**DOCUMENTO DE ORIGEM**

☆ ☆ ☆ ☆ ☆

O Projeto de Lei nº 548/2019, que tramita no Congresso Nacional, visa acrescentar ao Código Civil o seguinte dispositivo: art. 1.353-A “permitir à assembleia de condomínios edilícios votação por meio eletrônico ou por outra forma de coleta individualizada do voto dos condôminos ausentes à reunião presencial, quando a lei exigir quórum especial para a deliberação da matéria”. A novidade se limita a colher os votos por meio eletrônico após a assembleia, caso a votação presencial não tenha obtido o quórum qualificado, o que na prática implica numa votação híbrida, o que não se confunde com uma reunião virtual.

 

Convenção – O referido Projeto de Lei tem seus méritos, mas independentemente de sua aprovação, para que a votação eletrônica seja aplicada nos condomínios, ela deverá ser autorizada na convenção da mesma forma que o edital enviado por e-mail ou WhatsApp. Portanto, se o condomínio deseja implantar esses novos procedimentos deve contratar um especialista para fazer a atualização da convenção, que poderá aproveitar para contemplar vários avanços jurisprudenciais que podem inibir a inadimplência, evitar dúvidas quanto aos quóruns e facilitar a aplicação de multa contra condutas antissociais.

☆ ☆ ☆ ☆ ☆

**TAREFA 1**
Segundo o documento de origem, qual artigo o Projeto de Lei nº 548/2019 pretende acrescentar ao Código Civil?
**TAREFA 2**
Por favor, dê seguimento ao texto sobre votação eletrônica em condomínios a partir da última frase apresentada.

**CONJUNTO DE DADOS**
☆ ☆ ☆ ☆ ☆

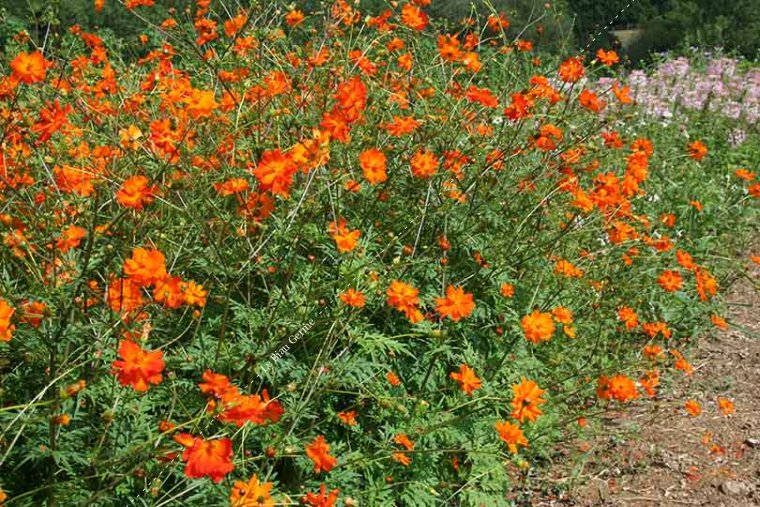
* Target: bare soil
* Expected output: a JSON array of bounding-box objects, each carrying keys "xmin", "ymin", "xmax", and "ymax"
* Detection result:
[{"xmin": 526, "ymin": 264, "xmax": 760, "ymax": 507}]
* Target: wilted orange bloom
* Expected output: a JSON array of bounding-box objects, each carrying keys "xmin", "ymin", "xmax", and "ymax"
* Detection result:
[
  {"xmin": 411, "ymin": 149, "xmax": 440, "ymax": 178},
  {"xmin": 338, "ymin": 410, "xmax": 356, "ymax": 426},
  {"xmin": 496, "ymin": 421, "xmax": 528, "ymax": 454},
  {"xmin": 683, "ymin": 400, "xmax": 702, "ymax": 417},
  {"xmin": 124, "ymin": 247, "xmax": 167, "ymax": 287},
  {"xmin": 328, "ymin": 218, "xmax": 361, "ymax": 253},
  {"xmin": 253, "ymin": 150, "xmax": 298, "ymax": 198},
  {"xmin": 112, "ymin": 340, "xmax": 164, "ymax": 392},
  {"xmin": 596, "ymin": 374, "xmax": 639, "ymax": 403},
  {"xmin": 174, "ymin": 433, "xmax": 235, "ymax": 484},
  {"xmin": 385, "ymin": 280, "xmax": 423, "ymax": 324},
  {"xmin": 521, "ymin": 310, "xmax": 555, "ymax": 343},
  {"xmin": 116, "ymin": 176, "xmax": 158, "ymax": 210},
  {"xmin": 10, "ymin": 51, "xmax": 49, "ymax": 84},
  {"xmin": 0, "ymin": 299, "xmax": 16, "ymax": 342},
  {"xmin": 688, "ymin": 141, "xmax": 707, "ymax": 161},
  {"xmin": 559, "ymin": 58, "xmax": 585, "ymax": 83},
  {"xmin": 596, "ymin": 48, "xmax": 620, "ymax": 67},
  {"xmin": 435, "ymin": 285, "xmax": 475, "ymax": 322},
  {"xmin": 230, "ymin": 474, "xmax": 276, "ymax": 507},
  {"xmin": 511, "ymin": 379, "xmax": 546, "ymax": 422},
  {"xmin": 302, "ymin": 484, "xmax": 340, "ymax": 507},
  {"xmin": 359, "ymin": 148, "xmax": 388, "ymax": 185},
  {"xmin": 385, "ymin": 371, "xmax": 401, "ymax": 387},
  {"xmin": 657, "ymin": 269, "xmax": 683, "ymax": 292},
  {"xmin": 618, "ymin": 306, "xmax": 639, "ymax": 329},
  {"xmin": 449, "ymin": 364, "xmax": 480, "ymax": 396},
  {"xmin": 718, "ymin": 396, "xmax": 736, "ymax": 415},
  {"xmin": 306, "ymin": 435, "xmax": 338, "ymax": 473}
]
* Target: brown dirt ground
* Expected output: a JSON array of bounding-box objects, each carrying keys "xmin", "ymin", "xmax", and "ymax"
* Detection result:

☆ ☆ ☆ ☆ ☆

**RESULTADO DA TAREFA 1**
O art. 1.353-A.

**RESULTADO DA TAREFA 2**
 

A presença média nas assembleias é de cerca de 17% nos condomínios residenciais e de menos de 10% nos comerciais, o que gera dificuldade de aprovação quando é exigido quórum qualificado. Os principais motivos de ausência dos condôminos são a falta de tempo, a desorganização, falta de objetividade nas reuniões, as discussões acaloradas e os desgastes decorrentes de manifestações sem a devida educação, que dificulta a troca de ideias.

 

Se a assembleia contasse com uma assessoria jurídica especializada para explicar a convenção e as dúvidas, haveria um clima mais proveitoso que resultaria no aumento de comparecimento dos condôminos diante das orientações técnicas que exigem estudo prévio dos temas. Neste caso, é imprescindível que o advogado especializado seja contratado com antecedência suficiente para que estude todos os documentos, a convenção e o que será debatido conforme o edital, tornando a assembleia mais produtiva. Isso exige tempo e investimento nesse trabalho, pois é um equívoco pensar que o advogado irá dar soluções de casos complexos em alguns minutos na reunião, pois ele poderá ser induzido a erro por não ter analisado a documentação previamente.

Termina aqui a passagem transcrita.